### RECORD EXCERPTS
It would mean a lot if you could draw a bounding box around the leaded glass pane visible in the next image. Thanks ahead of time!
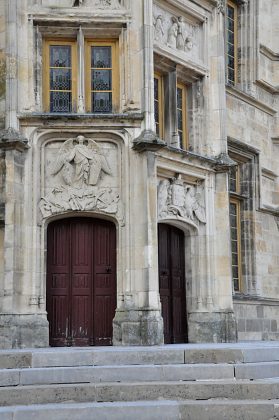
[232,241,238,253]
[50,92,72,112]
[228,31,234,44]
[154,101,159,123]
[177,88,182,109]
[177,109,183,131]
[50,45,71,67]
[227,6,234,19]
[227,19,234,31]
[227,43,234,57]
[92,92,112,112]
[233,279,239,292]
[91,70,111,90]
[228,55,234,69]
[91,47,111,68]
[230,203,236,217]
[154,79,159,100]
[178,131,183,149]
[50,68,72,90]
[228,68,234,83]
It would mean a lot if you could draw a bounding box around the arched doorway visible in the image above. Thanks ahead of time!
[158,224,188,343]
[47,218,116,346]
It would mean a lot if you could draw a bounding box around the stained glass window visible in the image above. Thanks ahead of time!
[91,46,113,113]
[176,84,187,149]
[49,45,72,112]
[226,1,237,85]
[229,164,241,292]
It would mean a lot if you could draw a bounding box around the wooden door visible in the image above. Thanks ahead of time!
[158,224,187,343]
[47,218,116,346]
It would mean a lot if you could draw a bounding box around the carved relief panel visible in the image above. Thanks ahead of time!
[158,176,206,226]
[38,0,121,9]
[153,4,202,61]
[39,135,124,225]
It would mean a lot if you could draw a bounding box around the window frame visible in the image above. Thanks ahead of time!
[154,72,165,139]
[176,82,189,150]
[84,38,120,114]
[43,38,78,115]
[225,0,238,86]
[229,196,242,293]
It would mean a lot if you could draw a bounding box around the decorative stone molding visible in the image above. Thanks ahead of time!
[39,136,124,226]
[52,136,111,188]
[217,0,226,15]
[153,6,199,59]
[158,175,206,225]
[39,186,125,226]
[0,127,29,152]
[133,130,166,152]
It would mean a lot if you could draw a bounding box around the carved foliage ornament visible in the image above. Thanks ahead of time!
[73,0,121,9]
[158,176,206,224]
[153,14,197,52]
[39,136,124,226]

### PROBLEM DESCRIPTION
Reproduce the whole listing above, changing every "bounding box" to "rectangle" and keeping everything else the same. Leave the pictures out.

### THE COMPLETED TASK
It would mean a lot if you could draw a rectangle around the leaded glass pane visible in the next image. Thanks ahead of time!
[232,241,238,253]
[50,92,72,112]
[228,31,234,44]
[154,101,159,123]
[177,88,182,109]
[177,109,183,131]
[50,45,71,67]
[227,6,234,19]
[227,19,234,31]
[227,43,234,57]
[92,92,112,112]
[233,279,239,292]
[91,70,111,90]
[228,55,234,69]
[91,47,111,68]
[230,203,236,217]
[154,79,159,100]
[178,131,183,149]
[50,68,72,90]
[228,68,234,83]
It would mean a lot if you could draw a rectangle around the arched doorway visible in the image above. Thanks ahead of time!
[158,224,188,343]
[47,218,116,346]
It would mean a lot if you could draw a rectangle around the stained glass window visible in the image above. Thanks ahead of time!
[91,46,113,113]
[176,84,187,149]
[49,45,72,112]
[226,1,237,85]
[229,164,241,292]
It would mean a lot if you could draw a rectangle around the wooden door visible in the image above. Thanks ahead of time!
[158,224,187,343]
[47,218,116,346]
It would mean a lot if you could draw a rectangle around the carved relief panel visible in the image above. Thanks ahead of time!
[158,176,206,226]
[38,0,121,9]
[153,4,202,61]
[39,135,124,225]
It would mean a lot if you could draw a rectangle around the window frame visible in the image above. Thanks ahead of time!
[154,72,165,139]
[176,82,189,150]
[84,38,120,114]
[43,38,78,115]
[225,0,238,86]
[229,196,242,293]
It would mean a lot if you could draw a rectangle around the decorative stone molding visible in the image above. Thanks ahead of time!
[39,136,124,226]
[52,136,111,188]
[217,0,226,15]
[153,6,199,59]
[158,175,206,225]
[39,186,125,226]
[0,127,29,152]
[133,130,166,152]
It would mean a lot if you could draw a rectangle around the carved foliage ornament visible in the image above. Thanks ahead of time!
[73,0,121,9]
[158,176,206,224]
[153,14,197,52]
[39,136,124,226]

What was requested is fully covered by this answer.